_Requirement A_
In the entries, reproduce the stretch from the line containing "of the puppy's" through the line containing "the woman's hand", replacing "indicate" with "mark" and leaving everything else unchanged. Return only those lines.

_Text block_
┌──

Amy: Yeah, I watch Netflix, choose what I want to watch a series at a time, and no advertising. Netflix is international, from the States!!
Matthew: I don’t think Netflix is the kind of International event they meant when they assigned this topic. I don’t think International events impact artists very often.
Amy: I have to say we do not get a lot of international representation on the stage here in Nfld.
Laakkuluk: why don’t you think so Matthew?
Matthew: 9-11 may be an exception…but generally artists are making new work about immediate situations. From what I recall of our discussions, we focus on our regions and issues there. Then we hope these are universal.
Amy: unless there is an international crosslink in our neighbourhoods.
Matthew: Or that there are universal qualities in the work.
Laakkuluk: Maybe because I studied political science in university, I don’t quite agree with you
Matthew: Oh, do tell.
Amy: We used to be an English colony not so long ago and I believe that influenced our collective theatre.

└──

_Requirement B_
According to the discussion, what subject did Laakkuluk study in university?

_Dataset excerpts_

┌──

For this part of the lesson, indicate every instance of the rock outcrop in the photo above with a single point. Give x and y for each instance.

└──
┌──

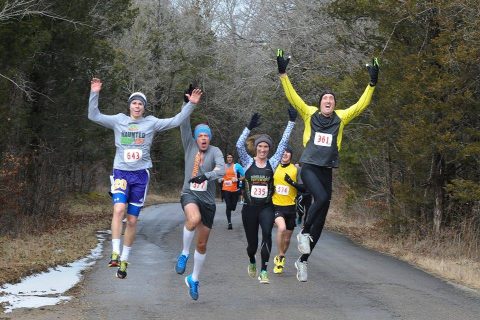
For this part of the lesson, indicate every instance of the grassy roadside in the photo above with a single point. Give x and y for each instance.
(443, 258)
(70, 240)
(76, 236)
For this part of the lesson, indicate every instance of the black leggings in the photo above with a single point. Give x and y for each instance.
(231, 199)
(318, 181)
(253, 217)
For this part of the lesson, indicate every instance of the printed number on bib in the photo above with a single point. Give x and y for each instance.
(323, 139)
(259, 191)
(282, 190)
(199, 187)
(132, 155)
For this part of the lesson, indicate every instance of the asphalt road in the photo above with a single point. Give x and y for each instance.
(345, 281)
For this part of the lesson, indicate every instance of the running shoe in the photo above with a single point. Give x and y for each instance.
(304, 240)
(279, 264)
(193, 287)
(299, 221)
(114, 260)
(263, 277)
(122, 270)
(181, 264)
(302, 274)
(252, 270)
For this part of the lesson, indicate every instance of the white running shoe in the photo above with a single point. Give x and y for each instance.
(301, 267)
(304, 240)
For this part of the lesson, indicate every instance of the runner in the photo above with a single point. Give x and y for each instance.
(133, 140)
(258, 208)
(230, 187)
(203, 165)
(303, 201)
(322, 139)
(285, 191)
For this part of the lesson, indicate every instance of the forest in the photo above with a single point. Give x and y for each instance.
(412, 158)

└──
┌──

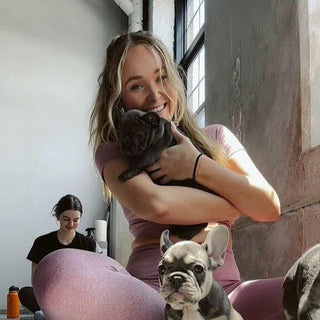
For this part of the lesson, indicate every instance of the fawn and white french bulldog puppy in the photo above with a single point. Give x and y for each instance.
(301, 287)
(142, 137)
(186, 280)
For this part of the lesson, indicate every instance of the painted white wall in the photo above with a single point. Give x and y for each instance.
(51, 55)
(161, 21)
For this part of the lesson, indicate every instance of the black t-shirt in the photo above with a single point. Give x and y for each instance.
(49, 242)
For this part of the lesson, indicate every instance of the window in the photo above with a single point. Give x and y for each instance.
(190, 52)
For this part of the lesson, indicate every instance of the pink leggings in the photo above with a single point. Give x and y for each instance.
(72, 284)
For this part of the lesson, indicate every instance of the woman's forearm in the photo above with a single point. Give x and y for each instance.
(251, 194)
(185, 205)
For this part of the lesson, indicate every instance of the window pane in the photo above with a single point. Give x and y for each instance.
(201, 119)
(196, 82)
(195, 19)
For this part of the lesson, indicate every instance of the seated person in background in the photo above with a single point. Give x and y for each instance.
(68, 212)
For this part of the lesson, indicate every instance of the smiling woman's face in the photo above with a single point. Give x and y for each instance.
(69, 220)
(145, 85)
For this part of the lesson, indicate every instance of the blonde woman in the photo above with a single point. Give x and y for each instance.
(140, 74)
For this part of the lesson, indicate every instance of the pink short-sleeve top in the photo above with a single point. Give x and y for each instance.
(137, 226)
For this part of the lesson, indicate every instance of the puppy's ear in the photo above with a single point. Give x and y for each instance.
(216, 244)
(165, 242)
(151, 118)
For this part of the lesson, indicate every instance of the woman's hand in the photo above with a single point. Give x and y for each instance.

└──

_Final result A_
For this part of the lesson, mark every instance of the puppy's ear in the photo above with a single point. Give x and y for each instance.
(216, 244)
(165, 242)
(151, 118)
For this part of the lesson, mark every instance of the woman's hand in the photo above with a single point. Give x and y for each instance.

_Final result B_
Political science.